* Start *

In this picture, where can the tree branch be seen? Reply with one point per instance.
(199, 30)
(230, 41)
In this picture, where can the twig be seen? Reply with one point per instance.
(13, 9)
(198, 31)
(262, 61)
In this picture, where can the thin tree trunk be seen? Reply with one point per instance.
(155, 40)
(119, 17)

* End *
* Start *

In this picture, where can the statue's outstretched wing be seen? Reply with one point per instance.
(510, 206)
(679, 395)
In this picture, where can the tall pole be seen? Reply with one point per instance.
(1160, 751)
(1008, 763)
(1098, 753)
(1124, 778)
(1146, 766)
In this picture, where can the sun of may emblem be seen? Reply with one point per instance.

* End *

__SET PROBLEM__: Pick out every line in the entries above that contains the word "with" and copy each of those lines unchanged.

__EXERCISE OUTPUT__:
In this picture, where can the tree branch be seen? Reply with one point per instance.
In this picture, where can the twig be seen? Reply with one point per instance.
In this picture, where can the thin tree trunk be seen? Reply with one point per instance.
In this picture, where can the statue's outstretched wing be seen? Reply with one point per instance.
In this picture, where can the tall pole be seen? Reply with one point per instance.
In this picture, where can the sun of may emblem be seen? Reply with one point per instance.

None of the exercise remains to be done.